■ Exercise requirements ■
1. In the forum thread on 2002–2004 Mercury four-stroke outboards, which part failed on orca3's 2003 225?
2. From the forum thread on 2002–2004 Mercury four-stroke outboards, return the stretch from "## Sequoiha (Sep" through "(Oct 4, 2007)".
3. Supply the next part of the forum thread on 2002–2004 Mercury four-stroke outboards, continuing from its final post.

■ Text under study ■
****

# 02-04 Mercury 4Strokes



## Strictly Bizness (Oct 2, 2007)

was looking for some owner feedback on these engines. 2002 - 2004 Mercury Fourstrokes (NOT VERADOS) I have already verified that these motors are actually Yamaha's with a Mercury cowl. I wanted to hear from any owners as to their likes, dislikes, or otherwise. I know that this was when the 4strokes were just starting to hold their own and gain interest in the market.


----------



## Sequoiha (Sep 28, 2007)

Well, just knowing they were yamahas,,, is good enough for me,,, they are good engines...:usaflag


----------



## orca3 (Oct 4, 2007)

I own a 2003 225 yamamerc, only problem was secondary fuel pump failed,beside that perfect.


----------



## UnderWater Angler (Jul 18, 2008)

I have an '04 50 on my flats boat and love it. Quiet, strong and fuel efficient as all get out. Only problem so far was the throttle arm popped out of its clip resulting in a 7hr trip back to the dock, easy fix but just couldnt see the arm hanging there till i had it on land:banghead:banghead.

Great motors IMHO


----------



## Strictly Bizness (Oct 2, 2007)

> *Sequoiha (10/14/2008)*Well, just knowing they were yamahas,,, is good enough for me,,, they are good engines...:usaflag


I was thinkin' the same thing Kenny. :toast Thanks for the responses. Keep em comin' if you got em.

****

■ Recorded information ■
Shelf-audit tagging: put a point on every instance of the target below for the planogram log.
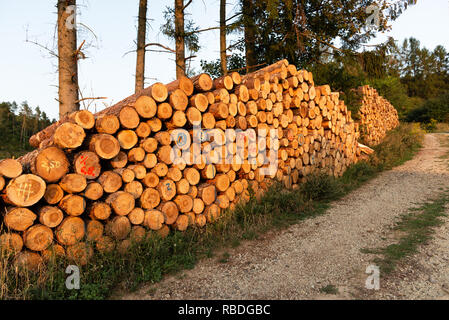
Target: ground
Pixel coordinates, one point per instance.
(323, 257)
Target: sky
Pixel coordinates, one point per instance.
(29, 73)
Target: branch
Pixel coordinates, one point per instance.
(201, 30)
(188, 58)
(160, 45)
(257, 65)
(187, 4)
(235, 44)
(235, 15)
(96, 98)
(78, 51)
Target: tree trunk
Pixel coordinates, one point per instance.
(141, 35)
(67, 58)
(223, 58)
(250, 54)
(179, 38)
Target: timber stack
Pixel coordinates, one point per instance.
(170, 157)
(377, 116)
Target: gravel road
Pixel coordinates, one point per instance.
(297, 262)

****

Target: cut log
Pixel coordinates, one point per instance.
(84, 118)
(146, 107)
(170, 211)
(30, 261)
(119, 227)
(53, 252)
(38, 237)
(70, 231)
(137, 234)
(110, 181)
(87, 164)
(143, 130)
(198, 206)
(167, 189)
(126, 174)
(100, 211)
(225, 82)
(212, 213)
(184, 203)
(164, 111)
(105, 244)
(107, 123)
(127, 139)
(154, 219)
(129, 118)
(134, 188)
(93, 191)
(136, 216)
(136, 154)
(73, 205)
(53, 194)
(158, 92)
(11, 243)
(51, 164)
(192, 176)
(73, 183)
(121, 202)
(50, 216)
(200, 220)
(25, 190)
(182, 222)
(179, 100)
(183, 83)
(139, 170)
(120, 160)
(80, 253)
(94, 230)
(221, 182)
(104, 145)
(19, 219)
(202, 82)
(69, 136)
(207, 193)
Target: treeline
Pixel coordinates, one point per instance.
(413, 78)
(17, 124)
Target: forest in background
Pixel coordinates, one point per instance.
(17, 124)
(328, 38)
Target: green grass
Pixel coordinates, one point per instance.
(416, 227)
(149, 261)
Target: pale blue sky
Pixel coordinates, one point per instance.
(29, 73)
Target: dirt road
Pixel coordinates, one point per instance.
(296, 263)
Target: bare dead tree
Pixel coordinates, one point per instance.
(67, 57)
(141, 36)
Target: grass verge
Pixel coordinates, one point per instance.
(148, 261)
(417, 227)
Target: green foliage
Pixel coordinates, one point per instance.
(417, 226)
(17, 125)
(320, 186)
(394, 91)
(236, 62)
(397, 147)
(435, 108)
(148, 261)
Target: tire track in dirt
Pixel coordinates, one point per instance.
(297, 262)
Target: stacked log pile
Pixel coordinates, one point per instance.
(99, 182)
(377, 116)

****

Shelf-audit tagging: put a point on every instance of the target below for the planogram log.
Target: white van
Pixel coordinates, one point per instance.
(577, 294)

****

■ Task-by-task results ■
1. The secondary fuel pump failed.

2.
## Sequoiha (Sep 28, 2007)

Well, just knowing they were yamahas,,, is good enough for me,,, they are good engines...:usaflag


----------



## orca3 (Oct 4, 2007)

3.
----------



## markm0369 (Oct 31, 2007)

I have a/an 04 225, nothing of note that hasnt been addressed by yammaha, really only the belt/bushing squeek issue. Cant use some types types of gauges, ie smart craft, and I have met some mechanics that didn't realize that they could hook up yammaha diagnostics and what ever there other software is that prints out all of the engine details and history, the lower unit use mercury flo tourqe (sp?) hubs and props,but thats not a bad thing. Other than doing the ann maint. we have had no issues.


----------



## recess (Oct 8, 2007)

> *Strictly Bizness (10/14/2008)*was looking for some owner feedback on these engines. 2002 - 2004 Mercury Fourstrokes (NOT VERADOS) I have already verified that these motors are actually Yamaha's with a Mercury cowl. I wanted to hear from any owners as to their likes, dislikes, or otherwise. I know that this was when the 4strokes were just starting to hold their own and gain interest in the market.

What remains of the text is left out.